[Records from a dataset]

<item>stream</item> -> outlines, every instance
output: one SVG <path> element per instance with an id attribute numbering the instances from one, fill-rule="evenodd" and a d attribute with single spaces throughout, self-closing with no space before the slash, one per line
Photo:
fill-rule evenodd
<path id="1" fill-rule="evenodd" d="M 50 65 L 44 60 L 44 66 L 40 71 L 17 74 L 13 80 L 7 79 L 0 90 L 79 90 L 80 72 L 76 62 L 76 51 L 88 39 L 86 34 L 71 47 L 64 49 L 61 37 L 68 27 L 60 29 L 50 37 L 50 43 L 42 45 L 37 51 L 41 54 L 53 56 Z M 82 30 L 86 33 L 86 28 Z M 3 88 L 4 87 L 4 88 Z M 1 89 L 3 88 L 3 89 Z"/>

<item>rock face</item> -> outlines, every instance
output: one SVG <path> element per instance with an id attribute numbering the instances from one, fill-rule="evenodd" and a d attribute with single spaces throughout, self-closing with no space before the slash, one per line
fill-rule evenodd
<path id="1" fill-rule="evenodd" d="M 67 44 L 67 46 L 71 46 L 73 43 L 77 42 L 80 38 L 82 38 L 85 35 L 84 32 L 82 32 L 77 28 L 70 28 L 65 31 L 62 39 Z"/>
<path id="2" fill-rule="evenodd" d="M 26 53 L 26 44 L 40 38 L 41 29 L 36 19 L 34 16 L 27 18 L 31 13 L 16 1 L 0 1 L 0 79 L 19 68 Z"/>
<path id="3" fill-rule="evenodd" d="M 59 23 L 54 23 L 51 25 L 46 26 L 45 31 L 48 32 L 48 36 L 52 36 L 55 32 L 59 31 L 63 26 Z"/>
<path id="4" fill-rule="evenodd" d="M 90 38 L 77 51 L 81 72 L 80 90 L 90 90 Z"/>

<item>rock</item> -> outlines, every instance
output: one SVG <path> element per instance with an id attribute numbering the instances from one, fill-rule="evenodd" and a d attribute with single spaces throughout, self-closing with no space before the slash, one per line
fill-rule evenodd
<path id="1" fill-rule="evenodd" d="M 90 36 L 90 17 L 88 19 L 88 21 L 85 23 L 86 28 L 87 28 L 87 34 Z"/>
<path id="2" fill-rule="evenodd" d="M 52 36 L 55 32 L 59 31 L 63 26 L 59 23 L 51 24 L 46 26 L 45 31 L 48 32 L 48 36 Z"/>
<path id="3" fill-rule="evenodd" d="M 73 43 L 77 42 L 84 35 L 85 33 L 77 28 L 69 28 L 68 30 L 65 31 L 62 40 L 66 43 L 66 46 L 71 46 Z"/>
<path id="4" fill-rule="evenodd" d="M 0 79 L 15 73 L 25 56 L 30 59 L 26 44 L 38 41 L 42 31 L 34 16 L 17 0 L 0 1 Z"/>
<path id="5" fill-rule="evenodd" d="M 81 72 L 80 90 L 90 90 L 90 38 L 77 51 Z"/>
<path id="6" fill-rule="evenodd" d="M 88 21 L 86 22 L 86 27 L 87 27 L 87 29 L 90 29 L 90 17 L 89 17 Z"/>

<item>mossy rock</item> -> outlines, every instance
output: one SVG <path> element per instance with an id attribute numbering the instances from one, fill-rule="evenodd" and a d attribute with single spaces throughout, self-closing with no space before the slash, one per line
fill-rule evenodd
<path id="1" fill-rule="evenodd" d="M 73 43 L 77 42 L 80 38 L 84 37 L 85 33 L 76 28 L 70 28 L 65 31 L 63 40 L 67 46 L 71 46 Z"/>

** Task to carry out **
Could you copy out only the lines of the listing from the one containing "<item>mossy rock</item> ->" through the end of the listing, both ends included, with every path coordinate scaled by 1.15 and rounded to a whole number, halves going up?

** Final result **
<item>mossy rock</item> -> outlines, every instance
output: one SVG <path> element per instance with an id attribute numbering the instances from one, fill-rule="evenodd" and a d attribute with single spaces throughout, self-closing with no space before the slash, one per line
fill-rule evenodd
<path id="1" fill-rule="evenodd" d="M 84 49 L 89 48 L 92 44 L 97 43 L 98 38 L 87 32 L 81 32 L 75 36 L 72 46 L 77 53 L 82 53 Z"/>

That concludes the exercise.